→ Exercise task: Can you retype every row below word for word, keeping all of its characters and tags unchanged?

[Data items]
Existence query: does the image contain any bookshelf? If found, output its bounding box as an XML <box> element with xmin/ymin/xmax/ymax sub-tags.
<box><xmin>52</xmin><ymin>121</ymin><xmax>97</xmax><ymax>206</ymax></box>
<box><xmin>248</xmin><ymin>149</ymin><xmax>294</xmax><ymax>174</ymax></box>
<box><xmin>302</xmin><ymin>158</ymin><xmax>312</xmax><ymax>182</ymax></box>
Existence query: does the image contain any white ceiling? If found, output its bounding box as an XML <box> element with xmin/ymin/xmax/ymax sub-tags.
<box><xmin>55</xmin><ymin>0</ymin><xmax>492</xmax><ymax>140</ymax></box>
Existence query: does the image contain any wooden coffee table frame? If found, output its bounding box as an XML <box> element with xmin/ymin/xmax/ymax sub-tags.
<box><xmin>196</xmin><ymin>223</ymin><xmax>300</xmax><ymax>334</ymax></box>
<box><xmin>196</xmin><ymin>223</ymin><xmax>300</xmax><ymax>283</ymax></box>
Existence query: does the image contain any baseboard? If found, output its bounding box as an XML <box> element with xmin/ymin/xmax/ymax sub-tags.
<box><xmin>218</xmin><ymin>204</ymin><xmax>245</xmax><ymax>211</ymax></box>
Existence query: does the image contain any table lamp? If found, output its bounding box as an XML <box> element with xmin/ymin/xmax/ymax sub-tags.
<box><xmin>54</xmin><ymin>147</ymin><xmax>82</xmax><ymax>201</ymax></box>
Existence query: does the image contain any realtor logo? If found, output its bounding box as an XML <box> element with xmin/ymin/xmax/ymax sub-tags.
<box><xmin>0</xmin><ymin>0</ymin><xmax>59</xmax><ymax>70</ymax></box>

→ Result of this exercise:
Existence query: does the image contain any bookshelf? If found, output its bounding box as an XML <box> element with xmin/ymin/xmax/ymax sub-tags.
<box><xmin>52</xmin><ymin>121</ymin><xmax>97</xmax><ymax>206</ymax></box>
<box><xmin>248</xmin><ymin>149</ymin><xmax>294</xmax><ymax>174</ymax></box>
<box><xmin>302</xmin><ymin>158</ymin><xmax>312</xmax><ymax>182</ymax></box>
Existence query: does the image contain any white ceiling? If found, output its bounding box as an XML <box> element with xmin/ymin/xmax/ymax sub-tags.
<box><xmin>55</xmin><ymin>0</ymin><xmax>492</xmax><ymax>140</ymax></box>
Existence query: does the image contain any wooden coffee table frame? If found, output its bounding box as an XML <box> element with xmin/ymin/xmax/ymax sub-tags.
<box><xmin>196</xmin><ymin>223</ymin><xmax>300</xmax><ymax>334</ymax></box>
<box><xmin>196</xmin><ymin>223</ymin><xmax>300</xmax><ymax>283</ymax></box>
Existence query: does the image contain any baseboard? If found, output its bounding box as an XML <box> element with xmin/ymin/xmax/ymax sub-tags.
<box><xmin>218</xmin><ymin>204</ymin><xmax>245</xmax><ymax>211</ymax></box>
Existence query: does the image contain any table lamp? If found, output its bounding box as an XML <box> element with xmin/ymin/xmax/ymax sub-tags.
<box><xmin>54</xmin><ymin>147</ymin><xmax>82</xmax><ymax>201</ymax></box>
Existence query: does the image contain any realtor logo? If found, output its bounding box as an XML <box> element with xmin/ymin/xmax/ymax sub-tags.
<box><xmin>0</xmin><ymin>0</ymin><xmax>59</xmax><ymax>70</ymax></box>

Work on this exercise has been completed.